**Stated problem A**.
Please copy out, line for line, the stretch of the listing from the line containing "Please put a marker on the leafy" through the end of the listing.

**Source document**.
-- START --
1. This appeal is directed against the order of Shri N. C. Gupta, Sub Judge 1st Class, Delhi whereby the objections filed by M/s. Tribhuwan Das Lalji Patel to an award made by Shri Ram Labhaya were accepted and the award was not made a rule of the Court.
2. The facts leading up to the award were that a contract for the supply of Indian Teak Sleepers of specified sizes at a specified rate was entered into between the Union of India and M/s. Tribhuwan Das Lalji Patel of Bhavnagar. The contracted goods had to be supplied to the Union of India on monthly basis from June, 1952 onwards and the total quantity was to be supplied by 31st December 1952. The contract entered into by the Union of India was subject to its Supply Department's general conditions of contract contained in a printed booklet known as form W.S.B. 133. These general conditions, inter alia, contained an arbitration clause under which in case of a dispute between the parties and differences arising between them the same were to be referred to the arbitration of two arbitrators, one to be appointed by each of the contracting parties and in case of disagreement to an umpire for his adjudication. Disputes did arise between the parties as to the claim of damages of Union of India arising out of the alleged non-supply of the contracted goods buy the other party. The arbitrators did not agree among themselves and so the matter was referred to Shri Ram Labhaya, Umpire, who made his award on 21st November, 1960. By this award the Government's claim for damages were upheld to the extent of Rs.18,320/-. On the award being filed in Court the Contractor filed objections against it and contended that the award is liable to be set aside as it suffered from an error a parent on the face of it. The trial Court agreeing with the contention set aside the award and dismissed the application of Union of India for making the award a rule of the Court. Aggrieved, the Union of India has preferred this appeal.
-- END --
[Records excerpted from a collection]
-- START --
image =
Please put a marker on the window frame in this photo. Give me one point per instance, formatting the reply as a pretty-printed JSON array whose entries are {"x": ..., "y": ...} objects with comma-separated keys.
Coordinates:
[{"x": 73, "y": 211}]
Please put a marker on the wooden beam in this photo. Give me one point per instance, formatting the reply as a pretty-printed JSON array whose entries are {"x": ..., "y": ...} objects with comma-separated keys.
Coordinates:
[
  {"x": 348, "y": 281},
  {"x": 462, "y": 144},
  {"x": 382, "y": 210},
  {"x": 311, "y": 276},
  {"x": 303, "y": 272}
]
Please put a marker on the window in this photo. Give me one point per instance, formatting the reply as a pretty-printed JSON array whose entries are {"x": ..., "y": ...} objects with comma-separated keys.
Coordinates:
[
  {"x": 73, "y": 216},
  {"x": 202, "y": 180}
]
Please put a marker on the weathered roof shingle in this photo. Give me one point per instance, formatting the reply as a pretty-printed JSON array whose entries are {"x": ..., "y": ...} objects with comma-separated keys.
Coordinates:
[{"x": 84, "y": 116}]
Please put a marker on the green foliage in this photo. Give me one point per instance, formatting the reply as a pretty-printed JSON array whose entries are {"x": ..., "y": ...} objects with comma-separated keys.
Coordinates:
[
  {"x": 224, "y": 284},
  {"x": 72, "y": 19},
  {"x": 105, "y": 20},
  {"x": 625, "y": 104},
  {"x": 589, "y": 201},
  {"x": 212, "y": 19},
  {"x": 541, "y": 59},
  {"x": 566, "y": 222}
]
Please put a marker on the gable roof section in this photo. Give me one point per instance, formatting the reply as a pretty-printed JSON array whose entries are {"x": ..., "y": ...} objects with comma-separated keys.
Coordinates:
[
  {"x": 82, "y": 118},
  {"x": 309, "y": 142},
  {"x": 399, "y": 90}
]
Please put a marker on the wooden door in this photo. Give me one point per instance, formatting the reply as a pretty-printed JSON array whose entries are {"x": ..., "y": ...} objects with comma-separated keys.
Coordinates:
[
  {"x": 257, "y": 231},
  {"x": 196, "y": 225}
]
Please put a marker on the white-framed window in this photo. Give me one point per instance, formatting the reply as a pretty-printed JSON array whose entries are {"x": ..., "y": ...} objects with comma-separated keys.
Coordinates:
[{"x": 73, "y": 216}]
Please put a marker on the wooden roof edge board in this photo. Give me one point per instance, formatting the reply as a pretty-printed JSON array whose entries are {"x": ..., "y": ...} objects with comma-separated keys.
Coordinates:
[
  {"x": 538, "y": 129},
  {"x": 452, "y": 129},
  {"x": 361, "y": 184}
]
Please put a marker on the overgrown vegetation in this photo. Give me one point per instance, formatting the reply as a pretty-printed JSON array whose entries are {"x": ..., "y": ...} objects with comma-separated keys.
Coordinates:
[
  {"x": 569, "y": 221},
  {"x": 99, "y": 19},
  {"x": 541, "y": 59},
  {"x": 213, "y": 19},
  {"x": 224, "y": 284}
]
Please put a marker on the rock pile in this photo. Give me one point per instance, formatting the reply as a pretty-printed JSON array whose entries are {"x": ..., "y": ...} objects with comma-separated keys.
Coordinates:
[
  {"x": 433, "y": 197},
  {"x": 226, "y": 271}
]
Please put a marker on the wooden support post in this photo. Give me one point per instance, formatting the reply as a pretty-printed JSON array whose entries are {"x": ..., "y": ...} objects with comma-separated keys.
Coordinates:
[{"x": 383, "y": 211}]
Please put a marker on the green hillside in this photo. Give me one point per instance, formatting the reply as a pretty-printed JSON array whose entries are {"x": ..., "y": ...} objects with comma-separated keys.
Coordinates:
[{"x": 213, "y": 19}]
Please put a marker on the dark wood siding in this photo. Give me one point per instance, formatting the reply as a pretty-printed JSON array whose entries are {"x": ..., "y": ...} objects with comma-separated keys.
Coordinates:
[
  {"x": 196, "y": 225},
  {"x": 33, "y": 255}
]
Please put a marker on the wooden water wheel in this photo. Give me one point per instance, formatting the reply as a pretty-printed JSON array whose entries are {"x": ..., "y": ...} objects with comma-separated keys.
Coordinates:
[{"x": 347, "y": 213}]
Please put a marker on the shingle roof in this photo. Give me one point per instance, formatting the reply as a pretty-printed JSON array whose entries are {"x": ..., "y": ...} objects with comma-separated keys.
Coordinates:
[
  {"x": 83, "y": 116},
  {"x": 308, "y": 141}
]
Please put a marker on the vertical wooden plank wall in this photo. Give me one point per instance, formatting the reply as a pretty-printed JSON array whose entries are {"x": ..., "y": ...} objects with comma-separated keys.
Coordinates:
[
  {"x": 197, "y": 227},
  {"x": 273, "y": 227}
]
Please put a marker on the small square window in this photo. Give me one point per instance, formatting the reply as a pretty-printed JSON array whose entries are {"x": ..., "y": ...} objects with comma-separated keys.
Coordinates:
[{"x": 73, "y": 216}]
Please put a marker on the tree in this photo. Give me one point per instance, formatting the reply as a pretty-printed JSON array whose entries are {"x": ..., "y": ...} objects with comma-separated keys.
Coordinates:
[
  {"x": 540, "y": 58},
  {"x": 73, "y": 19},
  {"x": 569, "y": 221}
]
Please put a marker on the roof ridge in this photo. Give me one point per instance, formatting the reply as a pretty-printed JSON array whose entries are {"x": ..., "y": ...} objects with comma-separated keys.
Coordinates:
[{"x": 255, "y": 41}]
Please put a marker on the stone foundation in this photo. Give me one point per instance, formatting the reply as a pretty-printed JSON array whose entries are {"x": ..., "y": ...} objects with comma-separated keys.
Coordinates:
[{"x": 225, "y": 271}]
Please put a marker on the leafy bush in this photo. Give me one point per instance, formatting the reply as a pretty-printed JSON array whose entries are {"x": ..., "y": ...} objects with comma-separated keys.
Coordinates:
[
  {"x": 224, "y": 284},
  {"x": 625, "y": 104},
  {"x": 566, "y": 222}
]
-- END --
**Stated problem B**.
From the appeal judgment, list every point in time that is named with a month, in the order they appear.

**Task result A**.
Please put a marker on the leafy bush in this photo. Give me one point per instance, formatting the reply as a pretty-printed JSON array whose entries are {"x": ..., "y": ...} objects with comma-separated keys.
Coordinates:
[
  {"x": 224, "y": 284},
  {"x": 625, "y": 104},
  {"x": 566, "y": 222}
]

**Task result B**.
June, 1952
31st December 1952
21st November, 1960